PROBLEM TO SOLVE
Please copy all of the records exactly, leaving nothing out.

RECORDS SUPPLIED
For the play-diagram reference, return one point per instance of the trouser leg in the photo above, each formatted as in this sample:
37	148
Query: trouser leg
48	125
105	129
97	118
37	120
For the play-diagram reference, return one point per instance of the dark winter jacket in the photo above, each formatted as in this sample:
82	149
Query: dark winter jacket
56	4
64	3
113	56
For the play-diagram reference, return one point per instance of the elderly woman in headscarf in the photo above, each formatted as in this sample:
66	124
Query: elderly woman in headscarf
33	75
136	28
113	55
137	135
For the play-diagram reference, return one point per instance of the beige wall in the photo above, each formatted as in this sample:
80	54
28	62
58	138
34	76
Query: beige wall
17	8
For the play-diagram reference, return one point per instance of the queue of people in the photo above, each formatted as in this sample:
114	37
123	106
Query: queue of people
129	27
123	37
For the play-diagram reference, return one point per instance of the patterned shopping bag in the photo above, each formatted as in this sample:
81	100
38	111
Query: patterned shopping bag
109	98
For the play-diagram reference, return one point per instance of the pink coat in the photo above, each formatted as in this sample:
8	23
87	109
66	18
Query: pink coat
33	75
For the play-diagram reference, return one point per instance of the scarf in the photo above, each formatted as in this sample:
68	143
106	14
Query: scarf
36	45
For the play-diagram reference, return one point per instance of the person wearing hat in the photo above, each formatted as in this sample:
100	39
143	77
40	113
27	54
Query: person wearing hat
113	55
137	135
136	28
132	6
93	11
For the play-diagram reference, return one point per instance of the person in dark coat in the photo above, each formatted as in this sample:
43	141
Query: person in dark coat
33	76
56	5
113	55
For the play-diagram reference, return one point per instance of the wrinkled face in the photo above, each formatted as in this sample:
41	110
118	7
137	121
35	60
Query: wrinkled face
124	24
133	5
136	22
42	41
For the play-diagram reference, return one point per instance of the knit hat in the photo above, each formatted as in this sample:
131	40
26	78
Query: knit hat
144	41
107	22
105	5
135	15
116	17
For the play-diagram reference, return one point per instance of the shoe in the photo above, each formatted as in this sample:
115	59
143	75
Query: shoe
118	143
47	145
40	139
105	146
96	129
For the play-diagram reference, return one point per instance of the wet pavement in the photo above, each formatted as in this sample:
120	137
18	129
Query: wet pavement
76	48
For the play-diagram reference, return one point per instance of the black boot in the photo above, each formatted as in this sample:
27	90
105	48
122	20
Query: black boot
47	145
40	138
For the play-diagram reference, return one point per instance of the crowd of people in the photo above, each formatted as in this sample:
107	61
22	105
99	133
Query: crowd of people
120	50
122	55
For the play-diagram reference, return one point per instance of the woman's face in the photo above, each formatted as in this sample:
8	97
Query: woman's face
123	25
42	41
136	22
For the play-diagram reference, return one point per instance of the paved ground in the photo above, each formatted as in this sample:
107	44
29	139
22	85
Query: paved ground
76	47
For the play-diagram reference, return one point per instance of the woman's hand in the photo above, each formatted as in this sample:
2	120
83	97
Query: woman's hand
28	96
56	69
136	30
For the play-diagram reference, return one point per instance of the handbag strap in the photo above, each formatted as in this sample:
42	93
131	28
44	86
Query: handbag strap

PROBLEM SOLUTION
For the play-diagram reference, return one point per instance of the trouser leg in the photo above, each formatted as in this sample:
37	148
Query: trouser leg
48	125
105	129
97	118
37	120
For the play-diagram reference, return one point per instance of the dark winter jacket in the photo above, each formatted as in this sample:
82	149
Query: dark winter jacket
56	4
64	3
113	56
For the play-diagram reference, return one point per instance of the elderly woman in headscarf in the photo above, each formatted as in this sample:
66	124
Query: elderly woman in headscarf
33	75
136	28
113	55
137	135
For the play-diagram reference, return one point per instance of the beige wall in the photo above, each formatted as in this sample:
80	54
28	62
58	138
34	76
Query: beige wall
17	8
For the play-diagram reference, return one point per instance of the queue of people in the photo above, each formatted as in this sample:
114	37
123	106
Query: queue of people
129	27
123	37
For the play-diagram reference, return one point per instance of the patterned shopping bag in the photo above, each formatted as in this sample:
81	100
38	111
Query: patterned shopping bag
109	98
For the play-diagram reference, return one point per instance of the pink coat in the photo above, each formatted as in this sample:
8	23
87	109
66	18
Query: pink coat
33	75
For the play-diagram reference, return one point per instance of the scarf in the photo above, each formatted as in this sample:
68	143
106	14
Query: scarf
36	45
For the play-diagram reference, return one point per instance of the person wearing hat in the photo above, each formatted as in this sample:
100	39
143	77
40	113
27	54
Query: person wearing hat
113	55
137	135
136	28
132	6
93	11
For the play-diagram reference, return one point per instance of the person in dark coat in the photo above, each formatted as in this sample:
43	141
Query: person in dark coat
33	76
56	5
113	55
For the play-diagram reference, return one point per instance of the wrinkled face in the photo above, each formatted as in this sample:
41	110
118	7
137	121
35	60
Query: wrinkled face
124	24
133	5
136	22
42	41
For the play-diagram reference, return one point per instance of the knit hat in the photo above, each formatted as in this sample:
131	40
26	78
Query: knit hat
144	41
107	22
105	5
135	15
116	17
For the play-diagram reference, return one point per instance of the shoe in the photo above, each formatted as in this sample:
115	59
143	75
Query: shoe
118	143
47	145
40	139
105	146
96	129
For the play-diagram reference, return one point per instance of the wet pavement in the photo above, each formatted as in this sample:
120	137
18	129
Query: wet pavement
76	48
For the play-diagram reference, return one point per instance of the black boot in the photo above, each formatted as in this sample:
27	90
105	48
122	20
Query: black boot
47	145
40	138
For the play-diagram reference, return one point per instance of the crowd of people in the photo above, each formatted as in this sample:
107	61
22	105
99	133
Query: crowd of people
120	50
122	55
For the play-diagram reference, return one point per instance of the woman's face in the photo above, each formatted as in this sample:
8	97
Query: woman's face
123	25
42	41
136	22
For the play-diagram reference, return one point per instance of the paved ground in the photo above, each formatted as in this sample:
107	44
29	139
22	85
Query: paved ground
76	47
For the play-diagram reference, return one point per instance of the woman's hand in the photo above, each formatted as in this sample:
2	120
83	97
Query: woman's hand
28	96
56	69
136	30
For the play-diagram reference, return one point per instance of the handbag strap in the photo above, each formatted as in this sample:
42	93
131	28
44	86
Query: handbag strap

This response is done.